+++ DATASET RECORDS +++
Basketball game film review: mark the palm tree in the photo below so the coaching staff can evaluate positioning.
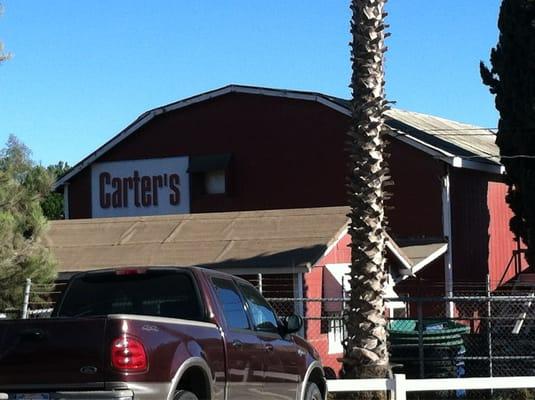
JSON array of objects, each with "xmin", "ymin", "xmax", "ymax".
[
  {"xmin": 481, "ymin": 0, "xmax": 535, "ymax": 269},
  {"xmin": 342, "ymin": 0, "xmax": 391, "ymax": 392}
]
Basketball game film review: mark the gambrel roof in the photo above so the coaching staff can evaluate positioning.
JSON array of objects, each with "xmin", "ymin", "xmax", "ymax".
[{"xmin": 55, "ymin": 84, "xmax": 502, "ymax": 189}]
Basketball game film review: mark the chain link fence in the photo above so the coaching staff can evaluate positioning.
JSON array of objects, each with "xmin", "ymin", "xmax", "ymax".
[
  {"xmin": 266, "ymin": 293, "xmax": 535, "ymax": 383},
  {"xmin": 0, "ymin": 280, "xmax": 66, "ymax": 320},
  {"xmin": 4, "ymin": 278, "xmax": 535, "ymax": 392}
]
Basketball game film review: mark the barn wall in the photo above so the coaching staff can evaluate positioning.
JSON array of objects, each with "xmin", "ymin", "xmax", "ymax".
[
  {"xmin": 387, "ymin": 140, "xmax": 444, "ymax": 239},
  {"xmin": 450, "ymin": 169, "xmax": 490, "ymax": 287},
  {"xmin": 68, "ymin": 168, "xmax": 91, "ymax": 219},
  {"xmin": 65, "ymin": 93, "xmax": 445, "ymax": 244},
  {"xmin": 449, "ymin": 170, "xmax": 528, "ymax": 290},
  {"xmin": 67, "ymin": 93, "xmax": 349, "ymax": 218},
  {"xmin": 487, "ymin": 181, "xmax": 528, "ymax": 288}
]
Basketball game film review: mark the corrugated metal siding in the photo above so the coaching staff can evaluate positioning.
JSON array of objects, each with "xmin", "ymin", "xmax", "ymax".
[
  {"xmin": 487, "ymin": 181, "xmax": 528, "ymax": 288},
  {"xmin": 450, "ymin": 171, "xmax": 528, "ymax": 290}
]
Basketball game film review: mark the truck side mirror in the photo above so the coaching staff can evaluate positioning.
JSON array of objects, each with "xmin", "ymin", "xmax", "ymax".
[{"xmin": 285, "ymin": 314, "xmax": 303, "ymax": 334}]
+++
:: TASK TO CARRY OUT ::
Copy every line above in which the string "positioning" shows up.

:: TASK RESULT ::
Basketball game film review: mark the palm tree in the photo below so the coaching staff can evaluate positioning.
Basketball game film review: mark the gambrel roof in the photo above so the coaching staff can evaluate positioning.
Basketball game film review: mark the chain link fence in the photo above so the coaching staff can evaluate positioning.
Basketball game film review: mark the barn wall in the photo above so the coaching staff can evaluate positioning.
Basketball game film review: mark the corrugated metal siding in the photo above so the coaching staff can evaluate positioning.
Basketball game film review: mark the truck side mirror in the photo above so the coaching staff can evaluate positioning.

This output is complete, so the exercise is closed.